→ Exercise instructions
Among the entries, which lines carry the string "photo"? Copy each of them.

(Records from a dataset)
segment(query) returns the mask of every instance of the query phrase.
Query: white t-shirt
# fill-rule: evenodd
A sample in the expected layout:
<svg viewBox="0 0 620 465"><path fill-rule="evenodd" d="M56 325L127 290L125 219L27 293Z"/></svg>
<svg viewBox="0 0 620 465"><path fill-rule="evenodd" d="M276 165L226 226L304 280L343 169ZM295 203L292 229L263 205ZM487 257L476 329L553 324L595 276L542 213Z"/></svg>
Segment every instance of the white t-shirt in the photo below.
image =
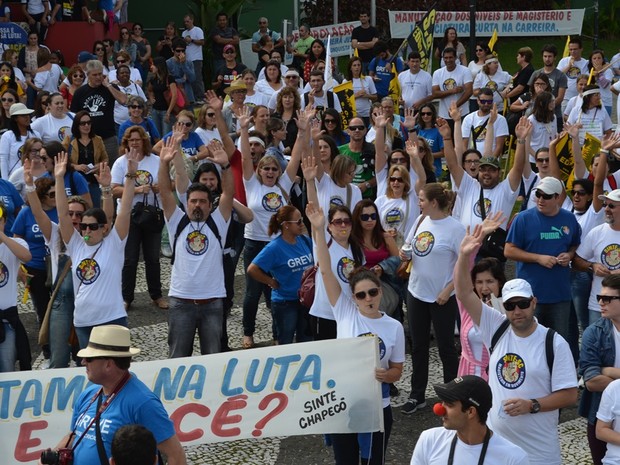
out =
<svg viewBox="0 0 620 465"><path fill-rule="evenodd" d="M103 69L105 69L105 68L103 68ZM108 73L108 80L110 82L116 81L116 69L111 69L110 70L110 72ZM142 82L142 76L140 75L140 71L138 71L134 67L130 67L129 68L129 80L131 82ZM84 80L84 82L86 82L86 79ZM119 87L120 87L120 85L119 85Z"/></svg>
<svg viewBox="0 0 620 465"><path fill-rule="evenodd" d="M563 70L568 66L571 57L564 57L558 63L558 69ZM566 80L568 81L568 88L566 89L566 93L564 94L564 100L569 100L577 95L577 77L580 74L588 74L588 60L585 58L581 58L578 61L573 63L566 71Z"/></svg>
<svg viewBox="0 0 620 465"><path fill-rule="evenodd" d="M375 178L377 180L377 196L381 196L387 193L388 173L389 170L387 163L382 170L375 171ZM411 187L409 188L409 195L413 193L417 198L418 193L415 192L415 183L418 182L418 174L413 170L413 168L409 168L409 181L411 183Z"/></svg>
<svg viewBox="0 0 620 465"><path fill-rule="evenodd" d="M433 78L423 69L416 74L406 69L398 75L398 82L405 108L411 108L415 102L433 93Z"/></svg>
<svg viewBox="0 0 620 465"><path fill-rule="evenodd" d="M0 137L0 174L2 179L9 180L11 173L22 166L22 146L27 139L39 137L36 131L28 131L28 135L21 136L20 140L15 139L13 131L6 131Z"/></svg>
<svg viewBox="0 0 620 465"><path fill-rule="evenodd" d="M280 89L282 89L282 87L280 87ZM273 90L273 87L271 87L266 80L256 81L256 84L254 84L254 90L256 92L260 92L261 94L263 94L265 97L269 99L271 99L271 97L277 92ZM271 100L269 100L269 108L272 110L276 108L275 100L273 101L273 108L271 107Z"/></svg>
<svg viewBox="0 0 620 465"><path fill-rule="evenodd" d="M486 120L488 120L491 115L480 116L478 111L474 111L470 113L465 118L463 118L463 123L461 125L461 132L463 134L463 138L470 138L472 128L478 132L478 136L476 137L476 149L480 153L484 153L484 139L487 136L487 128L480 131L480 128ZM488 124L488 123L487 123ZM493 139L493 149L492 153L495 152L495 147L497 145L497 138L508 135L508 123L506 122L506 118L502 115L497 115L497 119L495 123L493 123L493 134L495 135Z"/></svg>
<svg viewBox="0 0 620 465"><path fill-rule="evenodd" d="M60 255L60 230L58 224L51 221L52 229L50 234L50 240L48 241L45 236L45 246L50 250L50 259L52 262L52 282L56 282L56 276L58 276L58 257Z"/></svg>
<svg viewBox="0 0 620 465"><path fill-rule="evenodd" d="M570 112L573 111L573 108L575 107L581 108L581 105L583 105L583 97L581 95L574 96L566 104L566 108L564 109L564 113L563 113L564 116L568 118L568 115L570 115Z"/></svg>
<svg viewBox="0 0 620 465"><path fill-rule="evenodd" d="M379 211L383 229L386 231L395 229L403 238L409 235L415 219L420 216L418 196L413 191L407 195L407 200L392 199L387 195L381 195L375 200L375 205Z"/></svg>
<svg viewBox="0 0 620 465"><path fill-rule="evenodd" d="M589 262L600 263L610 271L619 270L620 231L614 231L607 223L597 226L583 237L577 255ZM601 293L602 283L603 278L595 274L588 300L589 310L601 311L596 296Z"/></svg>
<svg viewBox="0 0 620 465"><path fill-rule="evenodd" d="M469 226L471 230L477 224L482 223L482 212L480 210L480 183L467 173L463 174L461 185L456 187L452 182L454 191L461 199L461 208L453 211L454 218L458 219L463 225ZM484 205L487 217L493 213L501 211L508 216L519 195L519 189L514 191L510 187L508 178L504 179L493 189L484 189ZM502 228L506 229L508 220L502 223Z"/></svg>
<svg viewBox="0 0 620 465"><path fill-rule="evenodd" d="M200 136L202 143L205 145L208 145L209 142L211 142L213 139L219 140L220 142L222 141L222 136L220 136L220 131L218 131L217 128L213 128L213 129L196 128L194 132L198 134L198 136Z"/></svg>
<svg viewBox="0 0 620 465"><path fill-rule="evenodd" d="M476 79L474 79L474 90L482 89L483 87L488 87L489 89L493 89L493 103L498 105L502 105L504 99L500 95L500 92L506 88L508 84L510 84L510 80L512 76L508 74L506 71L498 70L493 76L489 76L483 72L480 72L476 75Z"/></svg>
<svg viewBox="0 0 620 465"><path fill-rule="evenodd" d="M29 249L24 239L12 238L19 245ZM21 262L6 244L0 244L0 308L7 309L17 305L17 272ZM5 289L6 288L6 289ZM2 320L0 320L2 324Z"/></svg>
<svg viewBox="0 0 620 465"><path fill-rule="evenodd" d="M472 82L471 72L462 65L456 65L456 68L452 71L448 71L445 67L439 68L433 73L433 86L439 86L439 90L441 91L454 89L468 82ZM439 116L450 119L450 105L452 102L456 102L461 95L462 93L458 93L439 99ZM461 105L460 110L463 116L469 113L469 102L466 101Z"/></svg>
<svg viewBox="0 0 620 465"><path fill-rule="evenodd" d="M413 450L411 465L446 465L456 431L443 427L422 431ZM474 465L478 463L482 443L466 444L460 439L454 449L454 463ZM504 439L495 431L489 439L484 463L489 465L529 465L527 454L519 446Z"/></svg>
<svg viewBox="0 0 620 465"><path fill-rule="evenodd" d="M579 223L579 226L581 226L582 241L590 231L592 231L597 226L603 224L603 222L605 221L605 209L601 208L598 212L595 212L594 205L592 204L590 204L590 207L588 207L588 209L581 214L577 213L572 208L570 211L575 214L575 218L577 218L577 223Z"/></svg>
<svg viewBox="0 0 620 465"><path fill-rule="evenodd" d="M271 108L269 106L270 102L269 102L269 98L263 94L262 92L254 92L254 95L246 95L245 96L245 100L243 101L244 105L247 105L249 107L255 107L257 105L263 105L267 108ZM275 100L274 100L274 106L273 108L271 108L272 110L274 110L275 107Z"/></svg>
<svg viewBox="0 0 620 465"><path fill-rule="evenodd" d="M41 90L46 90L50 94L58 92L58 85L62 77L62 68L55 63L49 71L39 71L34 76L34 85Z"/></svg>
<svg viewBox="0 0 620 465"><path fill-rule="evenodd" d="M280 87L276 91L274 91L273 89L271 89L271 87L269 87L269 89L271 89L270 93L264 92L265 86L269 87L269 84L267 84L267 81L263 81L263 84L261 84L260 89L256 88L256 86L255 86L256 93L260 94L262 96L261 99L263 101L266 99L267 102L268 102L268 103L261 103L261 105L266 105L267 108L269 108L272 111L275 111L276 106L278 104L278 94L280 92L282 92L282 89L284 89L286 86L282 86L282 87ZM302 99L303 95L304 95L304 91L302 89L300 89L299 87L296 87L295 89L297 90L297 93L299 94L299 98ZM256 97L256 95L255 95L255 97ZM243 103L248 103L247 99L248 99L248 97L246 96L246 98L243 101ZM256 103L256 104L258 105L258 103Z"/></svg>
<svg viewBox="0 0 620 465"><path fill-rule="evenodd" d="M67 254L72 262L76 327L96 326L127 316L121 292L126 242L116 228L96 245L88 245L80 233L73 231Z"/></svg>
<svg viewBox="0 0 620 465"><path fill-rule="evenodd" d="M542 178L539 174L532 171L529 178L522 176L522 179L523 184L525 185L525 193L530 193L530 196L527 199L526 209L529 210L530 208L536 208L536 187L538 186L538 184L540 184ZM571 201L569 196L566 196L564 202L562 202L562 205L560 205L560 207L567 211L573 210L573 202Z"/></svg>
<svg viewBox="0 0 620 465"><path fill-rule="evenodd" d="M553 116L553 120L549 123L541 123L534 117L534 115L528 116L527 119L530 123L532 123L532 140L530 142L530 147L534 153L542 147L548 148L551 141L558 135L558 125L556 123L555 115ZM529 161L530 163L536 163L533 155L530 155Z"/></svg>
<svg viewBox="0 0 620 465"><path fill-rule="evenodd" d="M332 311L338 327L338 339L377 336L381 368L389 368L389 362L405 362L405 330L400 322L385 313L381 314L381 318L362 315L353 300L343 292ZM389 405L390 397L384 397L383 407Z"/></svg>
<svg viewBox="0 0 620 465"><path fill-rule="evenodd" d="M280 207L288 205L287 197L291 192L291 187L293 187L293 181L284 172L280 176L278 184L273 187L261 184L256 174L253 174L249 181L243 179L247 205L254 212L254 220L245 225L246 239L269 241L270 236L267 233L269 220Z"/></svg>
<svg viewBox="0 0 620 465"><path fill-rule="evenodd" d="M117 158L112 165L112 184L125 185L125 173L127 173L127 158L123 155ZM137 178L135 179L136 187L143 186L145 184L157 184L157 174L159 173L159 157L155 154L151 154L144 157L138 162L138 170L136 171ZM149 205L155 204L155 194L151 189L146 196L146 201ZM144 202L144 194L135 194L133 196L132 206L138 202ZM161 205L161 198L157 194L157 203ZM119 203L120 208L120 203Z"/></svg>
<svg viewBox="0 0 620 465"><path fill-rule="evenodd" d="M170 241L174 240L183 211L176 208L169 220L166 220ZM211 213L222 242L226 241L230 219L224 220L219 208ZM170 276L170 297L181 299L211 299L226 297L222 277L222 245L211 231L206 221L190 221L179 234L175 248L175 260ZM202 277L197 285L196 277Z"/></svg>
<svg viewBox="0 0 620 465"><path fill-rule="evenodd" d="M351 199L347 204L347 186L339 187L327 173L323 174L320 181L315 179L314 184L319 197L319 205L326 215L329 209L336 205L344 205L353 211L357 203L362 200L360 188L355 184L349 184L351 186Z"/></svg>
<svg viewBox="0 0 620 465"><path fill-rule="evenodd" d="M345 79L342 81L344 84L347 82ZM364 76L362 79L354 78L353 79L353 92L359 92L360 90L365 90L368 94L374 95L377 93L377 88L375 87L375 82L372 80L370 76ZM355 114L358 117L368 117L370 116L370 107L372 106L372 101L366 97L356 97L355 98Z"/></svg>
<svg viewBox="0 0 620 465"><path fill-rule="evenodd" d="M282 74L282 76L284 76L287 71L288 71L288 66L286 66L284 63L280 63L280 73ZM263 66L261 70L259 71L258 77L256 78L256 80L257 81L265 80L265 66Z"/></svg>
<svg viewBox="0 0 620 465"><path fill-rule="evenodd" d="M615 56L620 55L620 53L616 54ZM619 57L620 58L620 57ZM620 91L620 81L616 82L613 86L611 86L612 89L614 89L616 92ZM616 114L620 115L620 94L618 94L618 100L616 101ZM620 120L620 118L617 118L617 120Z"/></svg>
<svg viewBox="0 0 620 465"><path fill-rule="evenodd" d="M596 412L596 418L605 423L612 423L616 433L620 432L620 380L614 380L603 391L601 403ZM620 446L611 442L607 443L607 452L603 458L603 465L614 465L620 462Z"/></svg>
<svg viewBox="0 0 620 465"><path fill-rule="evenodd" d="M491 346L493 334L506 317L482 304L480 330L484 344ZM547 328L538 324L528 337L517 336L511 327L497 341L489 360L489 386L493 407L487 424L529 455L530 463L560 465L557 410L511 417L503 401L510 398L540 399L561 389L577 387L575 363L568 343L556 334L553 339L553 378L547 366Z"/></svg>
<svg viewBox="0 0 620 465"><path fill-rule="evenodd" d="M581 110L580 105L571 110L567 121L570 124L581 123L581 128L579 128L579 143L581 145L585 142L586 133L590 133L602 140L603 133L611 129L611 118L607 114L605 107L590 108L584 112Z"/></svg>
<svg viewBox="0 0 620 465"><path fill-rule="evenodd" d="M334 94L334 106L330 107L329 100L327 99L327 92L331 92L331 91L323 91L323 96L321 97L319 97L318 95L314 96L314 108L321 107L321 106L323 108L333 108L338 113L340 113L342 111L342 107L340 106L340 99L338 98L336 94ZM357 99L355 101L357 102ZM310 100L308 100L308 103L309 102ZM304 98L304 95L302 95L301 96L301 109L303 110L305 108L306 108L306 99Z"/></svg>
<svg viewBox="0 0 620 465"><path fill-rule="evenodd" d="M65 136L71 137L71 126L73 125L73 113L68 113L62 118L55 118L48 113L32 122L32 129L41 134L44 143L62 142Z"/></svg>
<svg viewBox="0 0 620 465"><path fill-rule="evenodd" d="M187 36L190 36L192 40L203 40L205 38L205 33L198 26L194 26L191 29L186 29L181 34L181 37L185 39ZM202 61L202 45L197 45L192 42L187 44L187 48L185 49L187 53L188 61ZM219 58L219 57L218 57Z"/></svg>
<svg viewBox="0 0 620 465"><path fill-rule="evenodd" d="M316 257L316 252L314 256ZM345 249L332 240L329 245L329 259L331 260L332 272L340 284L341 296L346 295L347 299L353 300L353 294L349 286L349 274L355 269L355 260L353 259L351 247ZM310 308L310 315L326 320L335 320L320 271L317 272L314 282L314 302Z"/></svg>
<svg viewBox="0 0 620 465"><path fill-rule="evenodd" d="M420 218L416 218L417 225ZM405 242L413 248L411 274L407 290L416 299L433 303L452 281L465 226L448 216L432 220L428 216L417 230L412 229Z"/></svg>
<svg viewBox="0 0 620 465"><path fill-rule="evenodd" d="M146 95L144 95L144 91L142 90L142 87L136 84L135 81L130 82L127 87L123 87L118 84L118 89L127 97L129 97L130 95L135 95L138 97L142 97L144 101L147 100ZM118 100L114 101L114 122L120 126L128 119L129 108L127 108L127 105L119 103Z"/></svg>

* * *

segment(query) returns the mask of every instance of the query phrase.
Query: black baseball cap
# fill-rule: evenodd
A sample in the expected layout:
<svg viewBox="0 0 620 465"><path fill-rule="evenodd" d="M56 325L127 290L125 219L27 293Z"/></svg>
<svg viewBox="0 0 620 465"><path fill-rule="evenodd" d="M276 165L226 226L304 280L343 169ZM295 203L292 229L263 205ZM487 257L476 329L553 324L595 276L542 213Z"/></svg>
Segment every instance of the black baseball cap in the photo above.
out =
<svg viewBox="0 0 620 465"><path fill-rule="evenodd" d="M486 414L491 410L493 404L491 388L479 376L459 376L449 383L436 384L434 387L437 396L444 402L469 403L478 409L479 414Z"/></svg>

---

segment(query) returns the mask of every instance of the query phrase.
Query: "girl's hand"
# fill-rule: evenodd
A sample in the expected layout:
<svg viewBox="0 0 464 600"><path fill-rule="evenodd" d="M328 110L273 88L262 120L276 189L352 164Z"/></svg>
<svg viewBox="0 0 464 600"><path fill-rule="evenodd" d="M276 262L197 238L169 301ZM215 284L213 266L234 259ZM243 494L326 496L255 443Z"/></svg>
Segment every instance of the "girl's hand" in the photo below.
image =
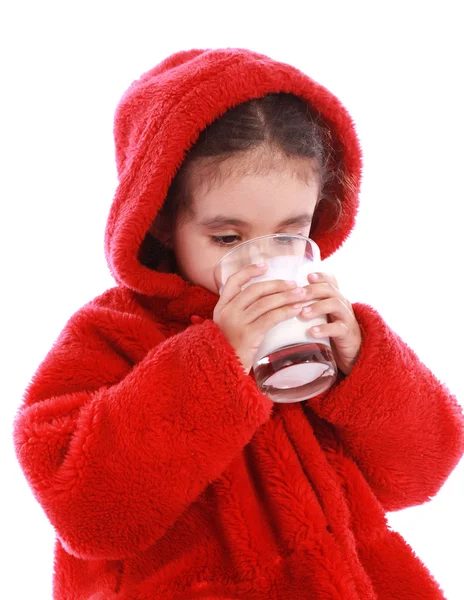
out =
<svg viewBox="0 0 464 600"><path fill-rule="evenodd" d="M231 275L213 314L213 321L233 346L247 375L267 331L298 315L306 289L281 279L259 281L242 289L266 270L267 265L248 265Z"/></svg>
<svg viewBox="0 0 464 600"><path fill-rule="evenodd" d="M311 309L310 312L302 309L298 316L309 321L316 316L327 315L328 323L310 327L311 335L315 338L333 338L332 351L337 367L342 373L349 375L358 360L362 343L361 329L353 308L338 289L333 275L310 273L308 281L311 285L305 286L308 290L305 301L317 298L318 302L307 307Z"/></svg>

→ Answer to the exercise
Segment every instance of the white t-shirt in the photo below.
Segment every instance of the black baseball cap in the photo above.
Segment every instance of the "girl's hand" in the photo below.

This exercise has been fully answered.